[WORK TO BE COMPLETED] Starting with the first of the lines below and going on through the line with "[(697, 286)]", write those lines out again, requests included. Multiply every coordinate in the answers by 1.2 and round each to a whole number, with halves rounding up.

[Items from a dataset]
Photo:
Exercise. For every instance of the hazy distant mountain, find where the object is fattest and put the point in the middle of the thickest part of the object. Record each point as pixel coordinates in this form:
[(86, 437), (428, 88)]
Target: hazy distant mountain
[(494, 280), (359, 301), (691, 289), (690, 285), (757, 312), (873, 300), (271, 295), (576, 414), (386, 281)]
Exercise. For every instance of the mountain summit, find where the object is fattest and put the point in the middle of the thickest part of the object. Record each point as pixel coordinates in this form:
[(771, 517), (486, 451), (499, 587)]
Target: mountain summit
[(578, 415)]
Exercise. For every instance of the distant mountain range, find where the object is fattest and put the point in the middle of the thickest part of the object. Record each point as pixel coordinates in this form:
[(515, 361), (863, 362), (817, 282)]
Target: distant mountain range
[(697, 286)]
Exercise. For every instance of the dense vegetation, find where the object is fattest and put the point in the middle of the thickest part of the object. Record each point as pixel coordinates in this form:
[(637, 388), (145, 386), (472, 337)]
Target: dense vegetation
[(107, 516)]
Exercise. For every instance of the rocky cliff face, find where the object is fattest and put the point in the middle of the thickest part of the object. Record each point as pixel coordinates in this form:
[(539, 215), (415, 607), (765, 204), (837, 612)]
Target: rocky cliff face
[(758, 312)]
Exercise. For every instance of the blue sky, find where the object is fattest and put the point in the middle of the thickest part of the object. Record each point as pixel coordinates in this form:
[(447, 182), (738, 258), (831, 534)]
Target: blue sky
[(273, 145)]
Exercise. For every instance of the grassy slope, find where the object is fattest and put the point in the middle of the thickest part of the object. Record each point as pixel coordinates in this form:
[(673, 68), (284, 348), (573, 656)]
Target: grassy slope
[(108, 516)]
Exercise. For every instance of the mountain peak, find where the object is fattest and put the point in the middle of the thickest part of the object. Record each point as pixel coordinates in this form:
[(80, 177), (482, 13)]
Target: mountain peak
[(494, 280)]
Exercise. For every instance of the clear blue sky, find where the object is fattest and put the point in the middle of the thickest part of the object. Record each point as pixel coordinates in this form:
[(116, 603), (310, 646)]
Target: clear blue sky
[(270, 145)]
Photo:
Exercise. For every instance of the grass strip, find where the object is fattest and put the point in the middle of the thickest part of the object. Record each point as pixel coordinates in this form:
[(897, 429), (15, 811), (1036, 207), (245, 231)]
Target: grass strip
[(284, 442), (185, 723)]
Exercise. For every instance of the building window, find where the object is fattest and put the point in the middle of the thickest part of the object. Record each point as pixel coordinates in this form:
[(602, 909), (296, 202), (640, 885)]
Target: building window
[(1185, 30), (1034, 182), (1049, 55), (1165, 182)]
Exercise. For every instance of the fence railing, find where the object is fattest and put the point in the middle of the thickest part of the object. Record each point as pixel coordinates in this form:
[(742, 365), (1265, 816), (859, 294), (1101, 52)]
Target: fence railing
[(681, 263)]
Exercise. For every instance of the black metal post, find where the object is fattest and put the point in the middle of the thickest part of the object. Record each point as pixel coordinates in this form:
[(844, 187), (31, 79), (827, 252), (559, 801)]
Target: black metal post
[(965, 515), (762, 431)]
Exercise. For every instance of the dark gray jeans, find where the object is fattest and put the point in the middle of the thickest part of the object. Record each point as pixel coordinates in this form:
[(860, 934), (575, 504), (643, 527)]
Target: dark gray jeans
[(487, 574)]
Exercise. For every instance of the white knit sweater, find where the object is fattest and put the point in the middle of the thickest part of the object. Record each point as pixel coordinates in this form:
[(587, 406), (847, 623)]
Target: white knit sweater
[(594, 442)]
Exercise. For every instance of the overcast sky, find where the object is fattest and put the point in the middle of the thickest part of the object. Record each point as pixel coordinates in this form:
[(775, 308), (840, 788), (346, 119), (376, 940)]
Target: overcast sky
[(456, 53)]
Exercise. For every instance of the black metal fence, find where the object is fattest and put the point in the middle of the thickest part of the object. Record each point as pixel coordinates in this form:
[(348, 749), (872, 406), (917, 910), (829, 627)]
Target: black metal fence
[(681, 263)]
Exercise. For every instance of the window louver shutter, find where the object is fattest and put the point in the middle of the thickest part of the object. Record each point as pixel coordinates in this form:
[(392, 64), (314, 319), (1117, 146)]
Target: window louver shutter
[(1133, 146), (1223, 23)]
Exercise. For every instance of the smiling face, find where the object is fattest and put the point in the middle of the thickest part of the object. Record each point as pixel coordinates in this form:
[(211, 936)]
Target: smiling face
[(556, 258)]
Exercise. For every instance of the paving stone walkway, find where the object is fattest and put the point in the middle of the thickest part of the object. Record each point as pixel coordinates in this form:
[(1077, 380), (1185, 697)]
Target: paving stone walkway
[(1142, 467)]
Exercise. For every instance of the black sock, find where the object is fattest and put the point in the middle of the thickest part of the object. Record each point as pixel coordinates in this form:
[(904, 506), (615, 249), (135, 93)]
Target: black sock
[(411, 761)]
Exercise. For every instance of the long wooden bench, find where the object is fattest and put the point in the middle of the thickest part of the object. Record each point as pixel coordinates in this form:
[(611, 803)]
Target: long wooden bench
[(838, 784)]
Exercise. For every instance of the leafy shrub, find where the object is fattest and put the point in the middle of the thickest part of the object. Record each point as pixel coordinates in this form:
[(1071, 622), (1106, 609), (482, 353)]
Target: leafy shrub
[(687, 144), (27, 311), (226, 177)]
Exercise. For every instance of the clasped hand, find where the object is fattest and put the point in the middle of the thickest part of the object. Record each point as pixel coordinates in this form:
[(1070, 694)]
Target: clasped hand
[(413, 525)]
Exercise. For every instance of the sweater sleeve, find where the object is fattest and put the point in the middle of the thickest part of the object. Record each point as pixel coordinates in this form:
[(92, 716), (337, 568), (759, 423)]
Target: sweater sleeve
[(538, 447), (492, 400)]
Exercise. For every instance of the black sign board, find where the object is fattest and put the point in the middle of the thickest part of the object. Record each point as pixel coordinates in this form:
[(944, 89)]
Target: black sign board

[TASK SOLUTION]
Photo:
Exercise. For every instance of the hazy distant mountain, find where the object is fattest and put the point in the middle of the thickest part of the object. Record each point as pixel coordinates in this form:
[(86, 437), (428, 88)]
Target: hazy distant mountain
[(593, 336), (431, 361), (829, 347), (828, 342), (908, 374), (1048, 360), (325, 354), (691, 497), (463, 337)]
Exercise. For every instance of the mountain summit, find where the object is fattest and put the point in the middle of the thickest part of the object. Record each point as pixel coordinates in this form:
[(771, 517), (486, 451), (499, 587)]
Target: mountain summit
[(694, 498)]
Exercise. For every instance of the distant mountain range, find where the object is fattest and put the point in the middle of the thickest part of the object. Record each point as pixel coordinates in this form:
[(515, 361), (863, 362), (817, 282)]
Target: distant mountain range
[(836, 343)]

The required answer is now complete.